__TASK INSTRUCTIONS__: Count the lines in the entries below that contain the string "slope", treating uppercase and lowercase as distinct. Give only the number.

__SOURCE MATERIAL__:
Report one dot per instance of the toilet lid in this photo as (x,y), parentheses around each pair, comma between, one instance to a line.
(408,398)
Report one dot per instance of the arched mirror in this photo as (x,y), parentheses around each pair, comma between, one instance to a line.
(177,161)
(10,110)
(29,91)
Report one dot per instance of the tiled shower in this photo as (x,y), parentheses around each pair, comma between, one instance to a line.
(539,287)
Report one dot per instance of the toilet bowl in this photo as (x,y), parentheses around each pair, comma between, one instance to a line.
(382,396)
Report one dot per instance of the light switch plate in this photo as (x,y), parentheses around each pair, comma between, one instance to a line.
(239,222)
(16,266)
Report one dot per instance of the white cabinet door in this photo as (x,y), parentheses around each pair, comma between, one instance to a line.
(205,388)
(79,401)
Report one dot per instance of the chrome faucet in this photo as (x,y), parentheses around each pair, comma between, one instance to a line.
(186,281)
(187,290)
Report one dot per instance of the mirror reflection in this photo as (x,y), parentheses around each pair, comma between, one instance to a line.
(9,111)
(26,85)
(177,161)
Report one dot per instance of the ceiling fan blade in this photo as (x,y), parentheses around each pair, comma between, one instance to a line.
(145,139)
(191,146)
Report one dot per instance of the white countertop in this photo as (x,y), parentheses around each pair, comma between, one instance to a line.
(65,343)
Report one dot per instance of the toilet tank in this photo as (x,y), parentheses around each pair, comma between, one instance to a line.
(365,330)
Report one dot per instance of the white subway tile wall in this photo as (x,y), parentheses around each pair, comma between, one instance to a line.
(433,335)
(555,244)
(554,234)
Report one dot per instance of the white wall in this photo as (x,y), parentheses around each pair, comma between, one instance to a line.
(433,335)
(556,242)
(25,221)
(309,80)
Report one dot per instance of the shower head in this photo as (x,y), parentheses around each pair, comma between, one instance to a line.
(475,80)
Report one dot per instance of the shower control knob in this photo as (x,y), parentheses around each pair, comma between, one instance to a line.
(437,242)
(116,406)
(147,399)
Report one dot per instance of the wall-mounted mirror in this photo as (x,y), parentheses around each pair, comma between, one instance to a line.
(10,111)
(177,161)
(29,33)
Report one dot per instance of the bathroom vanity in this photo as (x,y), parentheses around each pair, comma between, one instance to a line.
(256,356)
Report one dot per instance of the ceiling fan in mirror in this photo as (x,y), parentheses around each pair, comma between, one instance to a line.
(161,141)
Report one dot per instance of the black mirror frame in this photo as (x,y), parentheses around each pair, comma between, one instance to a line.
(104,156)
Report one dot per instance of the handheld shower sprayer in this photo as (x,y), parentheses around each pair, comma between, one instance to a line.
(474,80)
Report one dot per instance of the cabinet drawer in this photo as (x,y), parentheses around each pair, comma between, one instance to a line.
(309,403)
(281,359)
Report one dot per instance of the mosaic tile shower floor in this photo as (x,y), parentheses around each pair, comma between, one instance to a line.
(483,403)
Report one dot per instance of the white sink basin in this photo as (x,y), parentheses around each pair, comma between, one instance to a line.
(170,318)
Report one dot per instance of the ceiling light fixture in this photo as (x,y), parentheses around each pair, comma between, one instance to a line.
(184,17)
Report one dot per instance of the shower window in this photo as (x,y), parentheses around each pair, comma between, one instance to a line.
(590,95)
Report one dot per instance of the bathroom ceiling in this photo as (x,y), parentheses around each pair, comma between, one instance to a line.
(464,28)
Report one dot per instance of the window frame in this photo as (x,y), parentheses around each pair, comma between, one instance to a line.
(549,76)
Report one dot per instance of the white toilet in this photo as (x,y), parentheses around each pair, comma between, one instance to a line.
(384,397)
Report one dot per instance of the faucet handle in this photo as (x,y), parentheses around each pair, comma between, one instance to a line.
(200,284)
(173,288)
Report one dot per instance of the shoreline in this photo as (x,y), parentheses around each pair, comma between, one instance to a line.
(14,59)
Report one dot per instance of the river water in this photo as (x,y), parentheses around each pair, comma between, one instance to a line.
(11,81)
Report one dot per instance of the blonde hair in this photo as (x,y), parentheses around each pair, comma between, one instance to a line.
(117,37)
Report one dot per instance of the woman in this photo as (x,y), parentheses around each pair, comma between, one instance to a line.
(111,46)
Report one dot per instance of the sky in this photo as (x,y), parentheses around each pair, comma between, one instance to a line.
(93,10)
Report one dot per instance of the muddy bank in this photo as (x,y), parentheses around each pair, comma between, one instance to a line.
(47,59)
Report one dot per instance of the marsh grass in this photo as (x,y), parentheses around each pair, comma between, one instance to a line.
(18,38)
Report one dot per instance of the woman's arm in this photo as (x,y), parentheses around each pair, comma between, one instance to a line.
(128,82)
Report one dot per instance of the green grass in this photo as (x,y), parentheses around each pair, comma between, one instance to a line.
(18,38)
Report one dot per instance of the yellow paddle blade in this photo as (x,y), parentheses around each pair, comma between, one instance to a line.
* * *
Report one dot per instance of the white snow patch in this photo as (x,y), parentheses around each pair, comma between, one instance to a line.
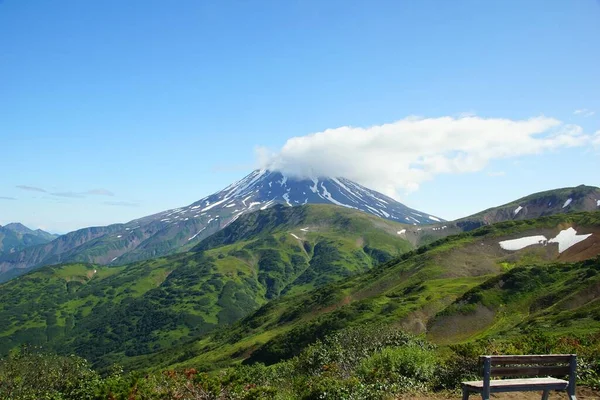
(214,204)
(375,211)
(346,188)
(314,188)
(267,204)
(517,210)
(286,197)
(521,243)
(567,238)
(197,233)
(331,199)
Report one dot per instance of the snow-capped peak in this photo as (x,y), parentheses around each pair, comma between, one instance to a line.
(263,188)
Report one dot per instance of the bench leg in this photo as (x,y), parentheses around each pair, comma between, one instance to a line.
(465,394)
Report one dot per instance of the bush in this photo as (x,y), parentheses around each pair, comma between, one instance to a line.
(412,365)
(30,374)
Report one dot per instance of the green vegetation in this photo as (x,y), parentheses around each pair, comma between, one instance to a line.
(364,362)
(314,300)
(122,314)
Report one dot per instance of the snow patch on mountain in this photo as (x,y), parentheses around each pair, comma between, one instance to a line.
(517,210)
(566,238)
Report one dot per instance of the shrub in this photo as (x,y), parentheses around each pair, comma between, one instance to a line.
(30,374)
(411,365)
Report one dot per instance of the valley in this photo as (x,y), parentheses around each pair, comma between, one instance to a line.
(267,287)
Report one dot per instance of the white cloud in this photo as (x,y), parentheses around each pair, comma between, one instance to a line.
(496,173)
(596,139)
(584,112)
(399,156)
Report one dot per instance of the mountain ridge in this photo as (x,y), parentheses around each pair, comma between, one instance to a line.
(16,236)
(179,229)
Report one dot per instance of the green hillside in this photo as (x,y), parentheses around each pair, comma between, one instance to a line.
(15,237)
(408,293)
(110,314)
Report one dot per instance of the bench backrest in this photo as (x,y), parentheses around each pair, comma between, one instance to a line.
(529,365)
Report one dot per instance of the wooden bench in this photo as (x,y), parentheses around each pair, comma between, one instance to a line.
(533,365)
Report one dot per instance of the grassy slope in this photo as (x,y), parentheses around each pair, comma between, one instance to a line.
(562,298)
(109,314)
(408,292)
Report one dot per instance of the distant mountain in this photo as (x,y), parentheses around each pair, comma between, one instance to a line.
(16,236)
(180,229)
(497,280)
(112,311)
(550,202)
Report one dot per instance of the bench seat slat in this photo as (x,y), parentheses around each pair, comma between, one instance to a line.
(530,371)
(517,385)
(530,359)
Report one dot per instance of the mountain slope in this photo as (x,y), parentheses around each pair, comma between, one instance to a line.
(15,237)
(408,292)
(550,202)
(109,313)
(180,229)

__ANSWER TO THE PROBLEM__: 2